_Obiettivo dell'esercizio_:
Nel testo su Ambrogio, spiega in una o due frasi perché il narratore non aveva mai avvertito la necessità di guardare Ambrogio in faccia.

Io difendo Ambrogio perchè Ambrogio difende me – di Roberto Dal Bosco

Fu Penelope, una ragazza greca, a mostrarmelo per la prima volta.

In realtà mi porse una cartolina. La foto di un mosaico: un uomo dell’antichità, con la barba i baffi e i capelli corti. Un volto semplice, immerso in paramenti che invece parevan importanti.

Sopra questa figura c’era scritto solo «AMBROSIVS».

«È Ambrogio. È il protettore di Milano. Tenete questa foto con voi».

Ciò accadeva, a Milano, quasi una ventina di anni fa. Per me, più di un’era geologica. Un altro pianeta, un’altra vita.

Si era, appunto, nei giorni di Sant’Ambrogio. Vivevo a Milano da un anno ma io mai avevo sentito il bisogno di sapere chi fosse Ambrogio.

Mai avevo avvertito la necessità di guardarlo in faccia.

Del resto, una faccia non poteva averla. Sant’Ambrogio era una festa, non una persona.

Eppure, pure in quella passata incarnazione del mio essere in cui la Fede era remota, avevo compreso che il gesto di Penelope aveva un valore inusuale.

Non mi aveva passato un disco (allora c’erano) e neppure un libro (di quelli che non leggi e non restituisci).

Sentivo che voleva trasmettermi qualcosa di speciale. Quasi un oggetto magico, un talismano: all’epoca le mie categorie cerebrali erano quelle.

Penelope aveva studiato negli anni Novanta con quella che allora era la mia fidanzata, una ragazza tedesco-americana.

Avevano studiato quella cosa che si chiama «design», che allora era quasi una cosa seria. Lo avevano fatto a Londra, al tempo centro di rimescolamento della intraprendenza giovanile mondiale, quel tipo di frullatore dove gli ingredienti erano americani, giapponesi, libanesi, russi, austriaci, coreani, fiamminghi, croati, i cui schizzi ormai apolidi si riversavano ad ondate nelle case di moda o negli studi pubblicitari di Milano.

_Dati registrati_:

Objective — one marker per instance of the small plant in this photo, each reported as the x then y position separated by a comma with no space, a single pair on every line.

_Risultato del compito_:
Per il narratore Sant'Ambrogio era una festa e non una persona, quindi non poteva avere una faccia da guardare.